Referring expression grounding data:

= Beginning of Section =

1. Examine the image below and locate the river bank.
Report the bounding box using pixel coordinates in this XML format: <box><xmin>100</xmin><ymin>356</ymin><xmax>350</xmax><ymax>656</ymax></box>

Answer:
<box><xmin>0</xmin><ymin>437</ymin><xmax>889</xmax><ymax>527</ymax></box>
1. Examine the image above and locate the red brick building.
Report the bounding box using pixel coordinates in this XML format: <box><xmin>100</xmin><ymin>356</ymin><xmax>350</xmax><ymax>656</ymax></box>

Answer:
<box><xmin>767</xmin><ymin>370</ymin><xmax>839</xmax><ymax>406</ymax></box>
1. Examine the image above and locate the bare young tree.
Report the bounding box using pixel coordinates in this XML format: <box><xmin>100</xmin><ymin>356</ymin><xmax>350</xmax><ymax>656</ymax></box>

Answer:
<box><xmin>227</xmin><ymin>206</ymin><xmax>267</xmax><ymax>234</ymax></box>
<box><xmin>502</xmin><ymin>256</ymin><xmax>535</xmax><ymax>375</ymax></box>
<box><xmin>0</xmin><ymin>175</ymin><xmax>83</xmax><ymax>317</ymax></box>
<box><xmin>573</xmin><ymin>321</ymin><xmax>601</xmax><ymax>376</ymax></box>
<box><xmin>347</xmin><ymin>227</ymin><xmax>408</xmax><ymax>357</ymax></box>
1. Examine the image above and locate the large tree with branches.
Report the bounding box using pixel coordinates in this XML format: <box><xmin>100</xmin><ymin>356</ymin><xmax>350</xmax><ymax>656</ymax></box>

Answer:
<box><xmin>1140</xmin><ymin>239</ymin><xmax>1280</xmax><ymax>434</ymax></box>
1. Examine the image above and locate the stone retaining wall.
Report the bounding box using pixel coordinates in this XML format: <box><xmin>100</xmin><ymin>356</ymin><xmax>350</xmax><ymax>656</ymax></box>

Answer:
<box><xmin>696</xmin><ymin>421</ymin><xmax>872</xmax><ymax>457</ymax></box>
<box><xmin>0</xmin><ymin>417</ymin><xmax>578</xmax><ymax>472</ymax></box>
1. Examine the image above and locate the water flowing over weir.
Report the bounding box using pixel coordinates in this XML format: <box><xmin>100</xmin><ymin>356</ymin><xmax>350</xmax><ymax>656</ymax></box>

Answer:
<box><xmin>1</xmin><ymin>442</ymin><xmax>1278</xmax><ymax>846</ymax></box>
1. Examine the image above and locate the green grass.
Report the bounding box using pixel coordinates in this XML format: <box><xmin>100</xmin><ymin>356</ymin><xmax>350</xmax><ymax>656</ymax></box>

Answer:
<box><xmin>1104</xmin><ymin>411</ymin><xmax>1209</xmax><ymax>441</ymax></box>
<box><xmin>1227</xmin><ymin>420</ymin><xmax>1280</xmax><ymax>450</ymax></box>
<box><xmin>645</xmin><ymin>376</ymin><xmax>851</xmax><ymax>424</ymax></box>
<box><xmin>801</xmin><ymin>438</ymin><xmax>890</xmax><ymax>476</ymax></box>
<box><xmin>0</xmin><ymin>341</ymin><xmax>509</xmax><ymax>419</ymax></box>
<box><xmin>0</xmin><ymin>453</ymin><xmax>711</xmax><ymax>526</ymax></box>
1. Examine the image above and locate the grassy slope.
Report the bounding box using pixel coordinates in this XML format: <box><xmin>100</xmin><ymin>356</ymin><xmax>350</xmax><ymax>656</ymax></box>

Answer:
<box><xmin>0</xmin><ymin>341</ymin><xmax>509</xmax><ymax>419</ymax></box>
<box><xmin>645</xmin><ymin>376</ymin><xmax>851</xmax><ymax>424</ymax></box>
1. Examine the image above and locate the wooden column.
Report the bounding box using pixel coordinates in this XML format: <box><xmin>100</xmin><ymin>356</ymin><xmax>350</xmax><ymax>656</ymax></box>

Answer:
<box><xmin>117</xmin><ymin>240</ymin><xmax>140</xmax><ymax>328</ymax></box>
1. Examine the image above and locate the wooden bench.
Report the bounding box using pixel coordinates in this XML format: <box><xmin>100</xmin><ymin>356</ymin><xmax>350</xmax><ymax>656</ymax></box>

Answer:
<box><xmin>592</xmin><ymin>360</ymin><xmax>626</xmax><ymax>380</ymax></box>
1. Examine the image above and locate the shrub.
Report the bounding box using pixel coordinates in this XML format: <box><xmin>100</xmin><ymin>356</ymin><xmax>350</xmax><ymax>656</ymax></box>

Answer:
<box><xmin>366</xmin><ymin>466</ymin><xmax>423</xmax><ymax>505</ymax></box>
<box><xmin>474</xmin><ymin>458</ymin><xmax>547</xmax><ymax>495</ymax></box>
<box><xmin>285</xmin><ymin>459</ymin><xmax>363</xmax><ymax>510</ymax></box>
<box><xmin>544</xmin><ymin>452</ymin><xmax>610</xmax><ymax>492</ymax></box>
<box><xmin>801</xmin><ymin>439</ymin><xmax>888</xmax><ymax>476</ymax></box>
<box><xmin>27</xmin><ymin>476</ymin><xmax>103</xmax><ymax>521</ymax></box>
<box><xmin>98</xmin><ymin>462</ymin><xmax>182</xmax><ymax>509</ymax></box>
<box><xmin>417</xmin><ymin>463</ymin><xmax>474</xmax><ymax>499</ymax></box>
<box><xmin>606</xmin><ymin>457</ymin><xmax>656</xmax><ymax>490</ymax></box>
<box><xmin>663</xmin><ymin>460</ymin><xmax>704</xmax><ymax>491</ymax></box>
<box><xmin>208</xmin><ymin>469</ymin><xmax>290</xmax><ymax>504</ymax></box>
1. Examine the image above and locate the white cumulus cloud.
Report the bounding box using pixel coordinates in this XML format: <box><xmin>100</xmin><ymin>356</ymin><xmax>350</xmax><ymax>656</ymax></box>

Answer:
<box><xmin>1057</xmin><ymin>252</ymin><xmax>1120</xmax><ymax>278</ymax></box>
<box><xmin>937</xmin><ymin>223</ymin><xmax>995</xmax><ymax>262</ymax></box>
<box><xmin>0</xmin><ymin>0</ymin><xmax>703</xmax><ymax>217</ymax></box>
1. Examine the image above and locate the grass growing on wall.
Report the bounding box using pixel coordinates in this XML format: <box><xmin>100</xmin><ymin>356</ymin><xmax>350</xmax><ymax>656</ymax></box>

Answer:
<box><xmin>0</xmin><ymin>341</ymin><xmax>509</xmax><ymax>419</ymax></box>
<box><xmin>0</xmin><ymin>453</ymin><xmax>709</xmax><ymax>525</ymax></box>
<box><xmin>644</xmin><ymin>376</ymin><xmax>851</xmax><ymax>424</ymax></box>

= End of Section =

- PROMPT
Take every line from the data that contains the word "above".

- ANSWER SECTION
1. Examine the image above and locate the red brick building.
1. Examine the image above and locate the bare young tree.
1. Examine the image above and locate the large tree with branches.
1. Examine the image above and locate the stone retaining wall.
1. Examine the image above and locate the water flowing over weir.
1. Examine the image above and locate the green grass.
1. Examine the image above and locate the grassy slope.
1. Examine the image above and locate the wooden column.
1. Examine the image above and locate the wooden bench.
1. Examine the image above and locate the shrub.
1. Examine the image above and locate the white cumulus cloud.
1. Examine the image above and locate the grass growing on wall.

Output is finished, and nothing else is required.